◆ Work required ◆
In the passage on word line and bit line contact regions below, what shape may the first bit line contact region YR1 have?

◆ Source text ◆
####
In a plan view, a region in which N first word line contacts WLC1 are arranged to respectively connect the N first word lines WL1 crossing one tile to the substrate 100 will hereinafter be referred to as a first word line contact region XR1. N third word line contacts WLC3 may overlap the N first word line contacts WLC1, respectively, thereby being arranged in the first word line contact region XR1. Since the N first word lines WL1 are arranged in parallel to each other in the second direction, the first word line contact region XR1 may have a bar shape with a greater length in the second direction than in the first direction, or a shape similar thereto.

In addition, in a plan view, a region in which N second word line contacts WLC2 are arranged to respectively connect the N second word lines WL2 crossing one tile to the substrate 100 will hereinafter be referred to as a second word line contact region XR2. N fourth word line contacts WLC4 may overlap the N second word line contacts WLC2, respectively, thereby being arranged in the second word line contact region XR2. Since the N second word lines WL2 are arranged parallel to each other in the second direction, the second word line contact region XR2 may have a bar shape with a greater length in the second direction than in the first direction, or a shape similar thereto.

In addition, in a plan view, a region in which N first bit line contacts BLC1 are arranged to respectively connect the N first bit lines BL1 crossing one tile to the substrate 100 will hereinafter be referred to as a first bit line contact region YR1. Since the N first bit lines BL1 are arranged parallel to each other in the first direction, the first bit line contact region YR1 may have a bar shape with a greater length in the first direction than in the second direction, or a shape similar thereto.

In addition, in a plan view, a region in which N second bit line contacts BLC2 are arranged to respectively connect the N second bit lines BL2 crossing one tile to the substrate 100 will hereinafter be referred to as a second bit line contact region YR2. Since the N second bit lines BL2 are arranged parallel to each other in the first direction, the second bit line contact region YR2 may have a bar shape with a greater length in the first direction than in the second direction, or a shape similar thereto.
####
◆ Listing ◆
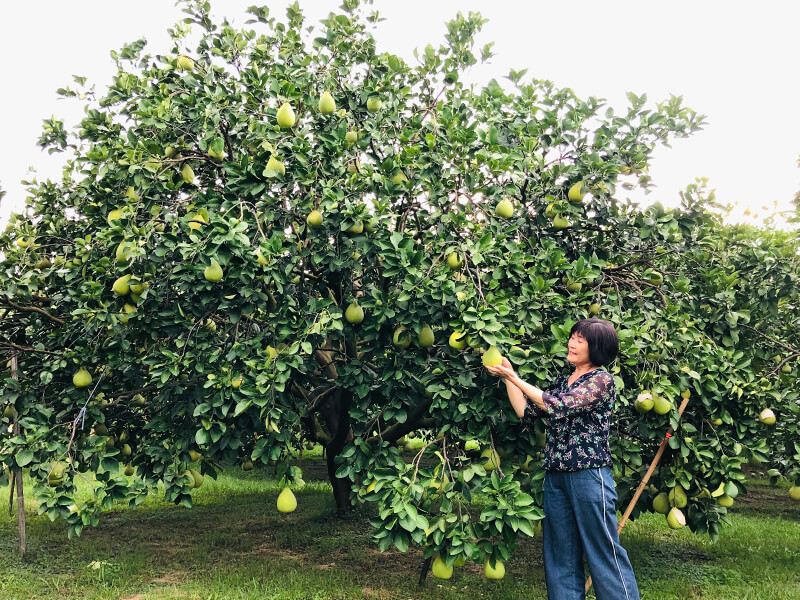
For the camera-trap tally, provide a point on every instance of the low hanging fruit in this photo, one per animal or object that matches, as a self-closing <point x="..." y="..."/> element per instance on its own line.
<point x="285" y="116"/>
<point x="399" y="178"/>
<point x="213" y="272"/>
<point x="661" y="405"/>
<point x="560" y="222"/>
<point x="286" y="501"/>
<point x="273" y="164"/>
<point x="675" y="518"/>
<point x="498" y="571"/>
<point x="454" y="261"/>
<point x="576" y="193"/>
<point x="504" y="209"/>
<point x="82" y="378"/>
<point x="187" y="174"/>
<point x="767" y="417"/>
<point x="441" y="570"/>
<point x="492" y="357"/>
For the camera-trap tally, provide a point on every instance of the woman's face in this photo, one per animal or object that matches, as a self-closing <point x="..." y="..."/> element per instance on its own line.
<point x="578" y="350"/>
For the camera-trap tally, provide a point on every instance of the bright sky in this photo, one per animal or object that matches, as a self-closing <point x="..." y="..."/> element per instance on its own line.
<point x="735" y="62"/>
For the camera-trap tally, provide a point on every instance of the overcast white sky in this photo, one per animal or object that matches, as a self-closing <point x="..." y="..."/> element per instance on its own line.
<point x="735" y="62"/>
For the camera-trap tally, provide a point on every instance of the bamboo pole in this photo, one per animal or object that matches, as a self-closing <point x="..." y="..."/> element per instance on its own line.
<point x="645" y="479"/>
<point x="18" y="473"/>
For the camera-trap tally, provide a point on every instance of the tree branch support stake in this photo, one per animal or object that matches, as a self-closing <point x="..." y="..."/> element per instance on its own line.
<point x="645" y="479"/>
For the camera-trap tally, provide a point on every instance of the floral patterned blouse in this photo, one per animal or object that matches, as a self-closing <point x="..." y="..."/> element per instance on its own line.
<point x="578" y="421"/>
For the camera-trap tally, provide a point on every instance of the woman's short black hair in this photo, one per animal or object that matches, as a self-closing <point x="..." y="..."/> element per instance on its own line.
<point x="601" y="337"/>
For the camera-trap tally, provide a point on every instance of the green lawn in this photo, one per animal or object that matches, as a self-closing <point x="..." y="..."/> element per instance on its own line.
<point x="235" y="545"/>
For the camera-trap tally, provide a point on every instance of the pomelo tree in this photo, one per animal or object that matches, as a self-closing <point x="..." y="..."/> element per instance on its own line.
<point x="231" y="268"/>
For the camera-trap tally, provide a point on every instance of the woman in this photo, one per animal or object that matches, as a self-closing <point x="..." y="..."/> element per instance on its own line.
<point x="579" y="494"/>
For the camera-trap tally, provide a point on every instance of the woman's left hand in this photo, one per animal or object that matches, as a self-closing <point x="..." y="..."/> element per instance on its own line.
<point x="504" y="370"/>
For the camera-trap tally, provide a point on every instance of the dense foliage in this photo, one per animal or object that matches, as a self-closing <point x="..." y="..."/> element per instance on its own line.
<point x="180" y="262"/>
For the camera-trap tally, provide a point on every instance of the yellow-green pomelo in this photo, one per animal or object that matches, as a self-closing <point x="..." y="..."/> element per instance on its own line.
<point x="326" y="105"/>
<point x="441" y="570"/>
<point x="458" y="340"/>
<point x="576" y="192"/>
<point x="286" y="501"/>
<point x="492" y="357"/>
<point x="354" y="313"/>
<point x="560" y="222"/>
<point x="661" y="405"/>
<point x="187" y="173"/>
<point x="401" y="338"/>
<point x="285" y="116"/>
<point x="661" y="503"/>
<point x="675" y="518"/>
<point x="138" y="288"/>
<point x="121" y="285"/>
<point x="114" y="215"/>
<point x="453" y="261"/>
<point x="767" y="417"/>
<point x="498" y="571"/>
<point x="82" y="378"/>
<point x="213" y="272"/>
<point x="504" y="209"/>
<point x="399" y="178"/>
<point x="314" y="219"/>
<point x="273" y="164"/>
<point x="426" y="337"/>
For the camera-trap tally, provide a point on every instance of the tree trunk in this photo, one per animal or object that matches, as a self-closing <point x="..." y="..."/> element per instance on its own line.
<point x="18" y="474"/>
<point x="337" y="416"/>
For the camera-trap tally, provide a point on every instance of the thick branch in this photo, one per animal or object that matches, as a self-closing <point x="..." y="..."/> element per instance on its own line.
<point x="34" y="309"/>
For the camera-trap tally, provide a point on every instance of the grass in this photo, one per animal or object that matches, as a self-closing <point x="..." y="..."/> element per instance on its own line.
<point x="235" y="545"/>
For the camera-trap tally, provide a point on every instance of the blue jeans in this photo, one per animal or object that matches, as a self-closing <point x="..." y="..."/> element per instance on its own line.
<point x="581" y="521"/>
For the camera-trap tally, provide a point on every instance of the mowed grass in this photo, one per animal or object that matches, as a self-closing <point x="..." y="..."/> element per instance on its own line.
<point x="234" y="544"/>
####
◆ Task response ◆
A bar shape with a greater length in the first direction than in the second direction, or a shape similar thereto.